#### [Material provided]
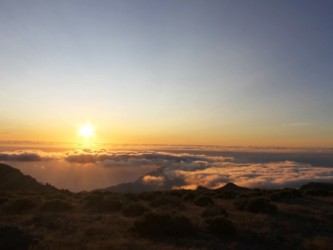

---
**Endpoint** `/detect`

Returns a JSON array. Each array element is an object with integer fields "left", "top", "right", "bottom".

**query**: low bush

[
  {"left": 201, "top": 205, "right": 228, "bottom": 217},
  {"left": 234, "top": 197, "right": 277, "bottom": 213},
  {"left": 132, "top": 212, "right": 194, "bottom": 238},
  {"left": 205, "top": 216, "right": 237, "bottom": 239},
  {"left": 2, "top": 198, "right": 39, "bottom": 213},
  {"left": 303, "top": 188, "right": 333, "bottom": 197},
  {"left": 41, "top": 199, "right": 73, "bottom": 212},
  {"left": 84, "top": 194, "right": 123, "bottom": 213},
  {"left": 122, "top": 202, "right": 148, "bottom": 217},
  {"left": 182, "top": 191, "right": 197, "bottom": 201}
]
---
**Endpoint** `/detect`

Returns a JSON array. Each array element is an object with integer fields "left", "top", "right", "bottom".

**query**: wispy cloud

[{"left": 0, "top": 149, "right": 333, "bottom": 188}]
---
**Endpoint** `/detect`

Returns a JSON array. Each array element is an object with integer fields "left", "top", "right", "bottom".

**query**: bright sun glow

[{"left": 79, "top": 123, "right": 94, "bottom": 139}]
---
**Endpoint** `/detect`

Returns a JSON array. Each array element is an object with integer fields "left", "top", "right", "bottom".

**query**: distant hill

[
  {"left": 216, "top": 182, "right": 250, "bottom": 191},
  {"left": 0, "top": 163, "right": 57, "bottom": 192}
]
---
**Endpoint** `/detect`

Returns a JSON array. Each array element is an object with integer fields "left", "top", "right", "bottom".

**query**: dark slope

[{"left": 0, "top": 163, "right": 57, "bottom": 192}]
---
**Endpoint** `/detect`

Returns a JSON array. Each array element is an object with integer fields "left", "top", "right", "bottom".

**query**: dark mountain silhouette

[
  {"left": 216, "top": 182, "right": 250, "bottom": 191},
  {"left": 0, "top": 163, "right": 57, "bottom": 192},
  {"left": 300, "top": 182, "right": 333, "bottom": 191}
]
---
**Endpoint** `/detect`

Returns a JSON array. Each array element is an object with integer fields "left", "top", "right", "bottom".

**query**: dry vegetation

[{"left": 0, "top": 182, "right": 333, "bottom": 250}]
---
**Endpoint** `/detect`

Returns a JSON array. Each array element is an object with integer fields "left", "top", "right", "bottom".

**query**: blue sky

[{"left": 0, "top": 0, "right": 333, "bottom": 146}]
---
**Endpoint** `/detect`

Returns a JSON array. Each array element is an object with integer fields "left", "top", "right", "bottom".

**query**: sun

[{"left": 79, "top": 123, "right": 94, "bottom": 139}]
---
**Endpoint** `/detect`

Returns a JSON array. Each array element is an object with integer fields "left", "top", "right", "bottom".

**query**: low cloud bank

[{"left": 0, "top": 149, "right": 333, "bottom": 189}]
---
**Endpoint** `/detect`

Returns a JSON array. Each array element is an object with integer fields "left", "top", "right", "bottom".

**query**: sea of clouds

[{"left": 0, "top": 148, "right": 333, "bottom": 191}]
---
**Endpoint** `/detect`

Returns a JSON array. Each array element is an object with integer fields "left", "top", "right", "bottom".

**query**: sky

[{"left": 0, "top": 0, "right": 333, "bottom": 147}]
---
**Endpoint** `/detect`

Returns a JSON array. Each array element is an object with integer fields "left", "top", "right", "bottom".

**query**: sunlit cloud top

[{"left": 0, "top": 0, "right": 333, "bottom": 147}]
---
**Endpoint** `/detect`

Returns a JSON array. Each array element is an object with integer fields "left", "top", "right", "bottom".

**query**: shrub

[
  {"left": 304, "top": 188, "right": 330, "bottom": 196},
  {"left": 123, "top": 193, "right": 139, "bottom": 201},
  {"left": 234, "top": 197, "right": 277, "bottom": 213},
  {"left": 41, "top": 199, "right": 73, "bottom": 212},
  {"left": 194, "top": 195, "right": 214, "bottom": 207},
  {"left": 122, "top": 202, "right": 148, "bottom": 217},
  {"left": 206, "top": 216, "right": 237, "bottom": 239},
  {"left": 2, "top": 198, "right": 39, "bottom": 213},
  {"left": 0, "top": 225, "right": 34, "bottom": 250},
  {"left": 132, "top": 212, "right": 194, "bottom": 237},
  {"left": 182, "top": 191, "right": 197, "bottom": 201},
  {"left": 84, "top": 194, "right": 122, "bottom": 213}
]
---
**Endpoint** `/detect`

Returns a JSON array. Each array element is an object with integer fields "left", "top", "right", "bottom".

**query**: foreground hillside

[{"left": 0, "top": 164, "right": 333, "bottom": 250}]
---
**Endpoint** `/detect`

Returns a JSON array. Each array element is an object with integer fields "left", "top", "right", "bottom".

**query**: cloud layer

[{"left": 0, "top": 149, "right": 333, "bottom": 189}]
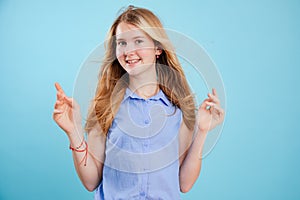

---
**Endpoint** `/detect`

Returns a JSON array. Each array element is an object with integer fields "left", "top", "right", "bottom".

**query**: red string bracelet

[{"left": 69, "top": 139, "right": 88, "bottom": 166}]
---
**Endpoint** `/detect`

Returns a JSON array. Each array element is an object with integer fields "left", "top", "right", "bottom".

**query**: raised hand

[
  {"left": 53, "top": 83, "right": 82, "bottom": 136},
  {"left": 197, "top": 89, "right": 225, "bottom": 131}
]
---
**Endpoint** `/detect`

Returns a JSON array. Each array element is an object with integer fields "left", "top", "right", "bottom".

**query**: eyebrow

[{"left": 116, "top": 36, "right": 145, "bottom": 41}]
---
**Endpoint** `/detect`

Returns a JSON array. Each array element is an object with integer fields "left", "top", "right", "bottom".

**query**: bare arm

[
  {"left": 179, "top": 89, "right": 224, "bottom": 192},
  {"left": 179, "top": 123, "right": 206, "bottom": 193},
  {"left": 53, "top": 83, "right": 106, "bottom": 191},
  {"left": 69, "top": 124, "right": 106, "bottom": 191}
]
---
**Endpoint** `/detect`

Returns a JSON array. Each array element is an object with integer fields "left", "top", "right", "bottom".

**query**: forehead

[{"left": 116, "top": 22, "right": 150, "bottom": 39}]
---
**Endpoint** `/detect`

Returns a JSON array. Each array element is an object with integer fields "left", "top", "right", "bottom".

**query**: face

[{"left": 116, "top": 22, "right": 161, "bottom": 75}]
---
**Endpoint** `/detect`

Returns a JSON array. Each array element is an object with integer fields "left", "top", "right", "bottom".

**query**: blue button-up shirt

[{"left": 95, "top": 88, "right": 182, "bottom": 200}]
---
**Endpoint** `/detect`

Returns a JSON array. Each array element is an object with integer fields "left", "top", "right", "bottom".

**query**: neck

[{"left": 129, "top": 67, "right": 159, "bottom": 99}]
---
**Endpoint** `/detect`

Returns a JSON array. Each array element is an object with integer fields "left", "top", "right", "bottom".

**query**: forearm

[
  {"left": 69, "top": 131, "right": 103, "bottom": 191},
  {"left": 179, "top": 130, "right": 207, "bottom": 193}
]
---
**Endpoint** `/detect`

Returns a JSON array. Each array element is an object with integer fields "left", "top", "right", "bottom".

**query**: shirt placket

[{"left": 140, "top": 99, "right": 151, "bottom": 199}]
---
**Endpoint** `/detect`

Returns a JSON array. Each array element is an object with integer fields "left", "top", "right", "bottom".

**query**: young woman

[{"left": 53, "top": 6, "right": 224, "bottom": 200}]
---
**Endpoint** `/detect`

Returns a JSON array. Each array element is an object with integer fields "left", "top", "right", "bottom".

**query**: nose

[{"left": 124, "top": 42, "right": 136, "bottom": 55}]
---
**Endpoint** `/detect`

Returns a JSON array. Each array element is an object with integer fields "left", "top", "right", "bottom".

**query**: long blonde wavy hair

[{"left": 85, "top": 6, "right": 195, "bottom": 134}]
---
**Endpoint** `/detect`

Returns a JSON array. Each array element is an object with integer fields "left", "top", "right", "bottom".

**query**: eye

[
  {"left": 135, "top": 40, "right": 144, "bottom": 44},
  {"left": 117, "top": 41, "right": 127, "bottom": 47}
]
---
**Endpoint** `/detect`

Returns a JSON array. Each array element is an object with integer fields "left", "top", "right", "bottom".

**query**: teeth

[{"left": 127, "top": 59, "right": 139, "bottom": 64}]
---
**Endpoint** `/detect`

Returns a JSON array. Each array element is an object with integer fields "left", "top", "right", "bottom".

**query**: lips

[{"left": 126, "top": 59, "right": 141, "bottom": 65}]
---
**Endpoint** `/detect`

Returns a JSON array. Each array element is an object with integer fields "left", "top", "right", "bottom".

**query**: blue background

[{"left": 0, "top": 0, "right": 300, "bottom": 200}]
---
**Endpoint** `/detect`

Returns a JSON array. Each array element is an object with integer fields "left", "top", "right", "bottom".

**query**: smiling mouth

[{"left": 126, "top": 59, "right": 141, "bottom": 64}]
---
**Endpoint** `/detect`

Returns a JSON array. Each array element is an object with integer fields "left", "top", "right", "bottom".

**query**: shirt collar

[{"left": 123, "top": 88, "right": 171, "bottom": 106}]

#### [Objective]
Pick out every line in the listing above that contains the string "shirt", matching case exactly.

#### [Task output]
**query**: blue button-up shirt
**query**: shirt placket
**query**: shirt collar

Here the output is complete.